__Instructions to follow__:
Report every line of the data below that contains the word "bowl".

__Records for the task__:
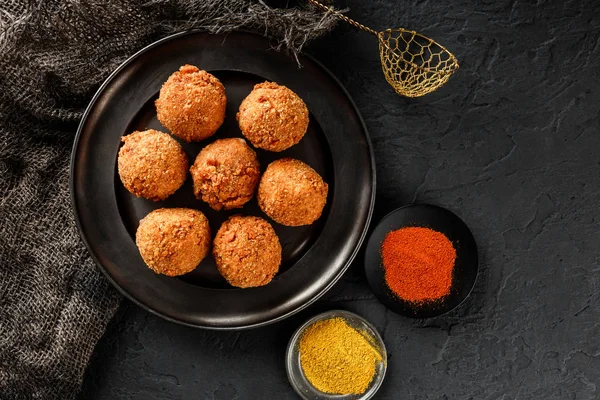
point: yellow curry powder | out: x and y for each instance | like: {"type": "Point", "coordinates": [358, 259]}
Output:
{"type": "Point", "coordinates": [336, 358]}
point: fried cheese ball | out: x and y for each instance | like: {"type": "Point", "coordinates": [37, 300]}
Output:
{"type": "Point", "coordinates": [191, 104]}
{"type": "Point", "coordinates": [151, 164]}
{"type": "Point", "coordinates": [247, 251]}
{"type": "Point", "coordinates": [226, 173]}
{"type": "Point", "coordinates": [292, 193]}
{"type": "Point", "coordinates": [173, 241]}
{"type": "Point", "coordinates": [273, 117]}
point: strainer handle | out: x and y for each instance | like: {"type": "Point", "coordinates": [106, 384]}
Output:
{"type": "Point", "coordinates": [343, 17]}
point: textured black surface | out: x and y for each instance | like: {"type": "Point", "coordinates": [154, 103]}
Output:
{"type": "Point", "coordinates": [511, 145]}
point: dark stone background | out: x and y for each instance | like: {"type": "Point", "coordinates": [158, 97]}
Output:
{"type": "Point", "coordinates": [510, 144]}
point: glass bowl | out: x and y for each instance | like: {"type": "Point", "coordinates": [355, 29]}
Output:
{"type": "Point", "coordinates": [294, 369]}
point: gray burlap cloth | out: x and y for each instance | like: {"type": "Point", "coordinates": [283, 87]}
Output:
{"type": "Point", "coordinates": [54, 54]}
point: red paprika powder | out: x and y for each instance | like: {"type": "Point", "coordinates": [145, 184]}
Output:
{"type": "Point", "coordinates": [418, 264]}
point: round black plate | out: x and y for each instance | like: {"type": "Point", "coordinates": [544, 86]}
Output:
{"type": "Point", "coordinates": [438, 219]}
{"type": "Point", "coordinates": [314, 257]}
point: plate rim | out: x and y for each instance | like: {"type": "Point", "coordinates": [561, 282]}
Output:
{"type": "Point", "coordinates": [75, 208]}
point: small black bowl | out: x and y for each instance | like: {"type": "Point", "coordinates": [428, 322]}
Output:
{"type": "Point", "coordinates": [438, 219]}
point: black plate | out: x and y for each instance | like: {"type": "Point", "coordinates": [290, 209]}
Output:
{"type": "Point", "coordinates": [314, 257]}
{"type": "Point", "coordinates": [438, 219]}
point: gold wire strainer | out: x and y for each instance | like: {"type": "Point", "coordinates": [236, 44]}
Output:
{"type": "Point", "coordinates": [413, 64]}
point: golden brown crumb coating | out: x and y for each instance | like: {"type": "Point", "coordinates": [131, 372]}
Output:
{"type": "Point", "coordinates": [173, 241]}
{"type": "Point", "coordinates": [292, 193]}
{"type": "Point", "coordinates": [226, 173]}
{"type": "Point", "coordinates": [247, 251]}
{"type": "Point", "coordinates": [273, 117]}
{"type": "Point", "coordinates": [191, 104]}
{"type": "Point", "coordinates": [152, 164]}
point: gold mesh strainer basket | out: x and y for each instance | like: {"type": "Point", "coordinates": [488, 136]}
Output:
{"type": "Point", "coordinates": [413, 64]}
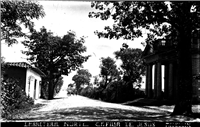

__Reply to the exercise__:
point: glass bowl | out: x and y for each instance | like: {"type": "Point", "coordinates": [355, 29]}
point: small black bowl | out: x and y for each instance | like: {"type": "Point", "coordinates": [428, 322]}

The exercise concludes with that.